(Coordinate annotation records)
___

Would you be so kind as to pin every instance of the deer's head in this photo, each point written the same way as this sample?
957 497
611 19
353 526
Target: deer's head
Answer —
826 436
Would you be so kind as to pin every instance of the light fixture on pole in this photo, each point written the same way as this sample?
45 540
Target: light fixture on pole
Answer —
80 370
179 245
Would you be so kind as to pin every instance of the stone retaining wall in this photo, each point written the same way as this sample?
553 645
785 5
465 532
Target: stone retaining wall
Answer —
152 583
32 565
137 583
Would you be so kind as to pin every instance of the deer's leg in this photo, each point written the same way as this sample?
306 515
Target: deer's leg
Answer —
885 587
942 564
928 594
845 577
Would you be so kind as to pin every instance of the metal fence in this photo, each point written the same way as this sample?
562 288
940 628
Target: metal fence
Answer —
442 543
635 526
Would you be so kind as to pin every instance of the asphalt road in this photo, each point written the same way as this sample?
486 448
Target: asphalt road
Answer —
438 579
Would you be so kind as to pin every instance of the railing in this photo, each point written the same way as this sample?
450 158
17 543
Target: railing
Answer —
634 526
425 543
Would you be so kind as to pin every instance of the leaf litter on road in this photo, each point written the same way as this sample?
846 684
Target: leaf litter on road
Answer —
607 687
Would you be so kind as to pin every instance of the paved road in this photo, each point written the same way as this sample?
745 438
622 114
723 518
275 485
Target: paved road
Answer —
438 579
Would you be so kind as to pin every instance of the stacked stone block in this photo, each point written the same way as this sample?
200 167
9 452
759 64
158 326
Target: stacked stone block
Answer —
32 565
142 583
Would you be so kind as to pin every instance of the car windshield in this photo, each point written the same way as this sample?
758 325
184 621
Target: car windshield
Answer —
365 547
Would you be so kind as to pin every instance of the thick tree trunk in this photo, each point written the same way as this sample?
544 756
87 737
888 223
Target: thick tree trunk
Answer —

___

• Instructions for the task: Output the listing above without altering a single character.

• Expected answer:
Would you be so kind as to pin every instance of the deer's head in this photo, each point written the same way as this sample?
957 497
611 19
353 526
Target: deer's head
Answer —
826 436
Would you be so kind as to pin every instance of the light fixture on pole in this photo, each point written the same way as this sample?
45 540
Target: light fixture on pole
Answer —
80 370
179 245
Would you be so kind as to pin every instance of the stone retaining wall in this photo, each point written the same way as this sample?
553 645
785 5
465 532
Target: stone retaining wall
Answer —
152 583
32 565
137 583
Would you be so kind as to pin every instance of the deer's leg in this photo, each point written the same way as this sample?
306 515
Target: deer's leg
Answer —
885 587
942 564
928 594
845 577
Would you be so kind as to pin every instance of the metal fence in this photo, each point written the same way as this sample?
562 288
940 628
Target: metal fence
Answer —
442 543
635 526
Would you be so kind as to pin every instance of the asphalt road in this photo, each point written the same way as this sample?
486 448
Target: asphalt road
Answer —
438 579
Would you be so kind as to pin every instance of the railing in this photo, each point written the same way as this sample?
450 158
17 543
Target: railing
Answer —
634 526
425 543
Would you be so kind as to pin every instance of the leaf litter on road in this photo, each point written the same way as this sample?
846 684
Target: leaf litter on road
Answer —
607 687
Would you be so kind as to pin every instance of the paved road in this photo, each point written the same way as this sample?
745 438
622 114
723 518
275 485
Target: paved road
Answer —
438 579
Would you be so kind as to pin every instance of the stacked stone block in this photo, each point written the same way as this sample?
200 167
9 452
759 64
158 326
Target: stacked stone block
Answer —
32 565
142 583
Would you be so kind as to pin every instance of the car windshield in this photo, each point written the same way as this sample?
758 325
184 621
Target: car windshield
Answer —
365 547
Would you be so kind as to pin every instance of the thick tree trunk in this photo, each point written the same way as this sample?
544 756
87 737
888 223
Target: thick tree trunk
Answer —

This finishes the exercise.